課題 1:
領域分割データの行のうち、「target: nostril」を含む行からデータの末尾までを、指示の行も含めてすべて書き出してください。その際、解答にある座標の各数値に-52を加えてずらしてください。

参照文:
****************************************

初めての遺産相続———押さえておきたいポイントは?
倉敷市の地域密着の不動産会社「正直不動産」は、行政書士の資格を活かし、相続のご相談も承っております。
相続は人生で何度も経験することではなく、場合によっては大きなお金が動くため、親族間のトラブルに発展することも少なくありません。無用なトラブルを避けるためは、相続に関する知識を身につけることが大切です。
こちらでは、相続専門の行政書士である代表が、「初めての相続」で押さえておきたいポイントをご紹介します。
相続に必要な手続きや書類
金融関係の相続手続きに必要な書類
- 被相続人の戸籍謄本・住民票
- 相続人の戸籍謄本・住民票
- 遺産分割協議書
- 相続人の印鑑証明書
- 相続関係説明図
- 金融機関の書類
不動産の相続手続きに必要な書類
- 被相続人の戸籍謄本・住民票
- 相続人の戸籍謄本・住民票
- 遺産分割協議書
- 相続人の印鑑証明書
- 不動産関係書類
- 委任状(司法書士などに依頼する場合)
相続税の手続きに必要な書類
- 被相続人の戸籍謄本・住民票
- 相続人の戸籍謄本・住民票
- 相続人の戸籍の附票
- 相続人の印鑑証明書
- 不動産関係書類
- 有価証券関係書類
- 預貯金関係書類
- 生命保険関係書類
- 債務・葬式関係書類
ケース別の必要書類
被相続人が1人or法定相続分で相続する場合
- 不動産の登記事項証明書
- 被相続人の出生から死亡までの連続した戸籍謄本
- 被相続人の除住民票もしくは戸籍の除附票
- 法定相続人の戸籍謄本
- 法定相続人の住民票もしくは戸籍の附票
- 不動産の固定資産評価証明書
- 相続関係説明図
遺産分割協議で相続割合を決めた場合
- 不動産の登記事項証明書
- 被相続人の出生から死亡までの連続した戸籍謄本
- 被相続人の除住民票もしくは戸籍の除附票
- 法定相続人の戸籍謄本
- 法定相続人の住民票もしくは戸籍の附票
- 法定相続人全員の印鑑証明書
- 不動産の固定資産評価証明書
- 遺産分割協議書(実印で押印必要)
- 相続関係説明図
相続の費用・税金
故人の遺産を相続すると、受け取った財産に対して相続税が課せられる場合があります。
厳密には、遺産の受取には「相続」「遺贈」「死因贈与」の3パターンがあり、相続税を計算する際に留意すべき点が異なります。相続税の計算にはややこしい部分も多いため、まずはおおまかな計算方法を把握しておくのがおすすめです。
相続税は、所得税などと同じように「超過累進税率」を用いて計算されます。超過累進税率とは、簡単にいうと「よりたくさんの資産を持つ人に、より多くの税金を払ってもらう」という仕組みです。
しかし、税金の計算にはさまざまな要素が複雑に絡み合うため、「金額×税率」と簡単に計算することはできません。下記の表では、相続税のおおまかな金額を素早く計算できますのでご参考ください。

****************************************

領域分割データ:
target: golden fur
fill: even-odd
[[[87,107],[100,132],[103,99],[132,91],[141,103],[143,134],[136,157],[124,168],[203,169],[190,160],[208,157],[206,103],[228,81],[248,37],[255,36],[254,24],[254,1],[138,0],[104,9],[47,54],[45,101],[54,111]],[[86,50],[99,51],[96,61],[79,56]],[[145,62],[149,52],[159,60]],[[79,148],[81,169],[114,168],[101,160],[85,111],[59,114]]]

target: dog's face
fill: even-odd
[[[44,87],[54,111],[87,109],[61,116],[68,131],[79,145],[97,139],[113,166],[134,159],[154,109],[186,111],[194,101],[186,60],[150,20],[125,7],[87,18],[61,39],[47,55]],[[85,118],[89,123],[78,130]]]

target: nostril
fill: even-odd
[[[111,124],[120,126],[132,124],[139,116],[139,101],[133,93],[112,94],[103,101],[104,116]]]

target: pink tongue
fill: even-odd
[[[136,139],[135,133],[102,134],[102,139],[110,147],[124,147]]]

****************************************

課題 2:
相続に関する文章の「厳密には、遺産の受取には「相」から「てもらう」という仕組みです。」までを、一字も変えずに書き写してください。

出力例 1:
target: nostril
fill: even-odd
[[[59,72],[68,74],[80,72],[87,64],[87,49],[81,41],[60,42],[51,49],[52,64]]]

target: pink tongue
fill: even-odd
[[[84,87],[83,81],[50,82],[50,87],[58,95],[72,95]]]

出力例 2:
厳密には、遺産の受取には「相続」「遺贈」「死因贈与」の3パターンがあり、相続税を計算する際に留意すべき点が異なります。相続税の計算にはややこしい部分も多いため、まずはおおまかな計算方法を把握しておくのがおすすめです。
相続税は、所得税などと同じように「超過累進税率」を用いて計算されます。超過累進税率とは、簡単にいうと「よりたくさんの資産を持つ人に、より多くの税金を払ってもらう」という仕組みです。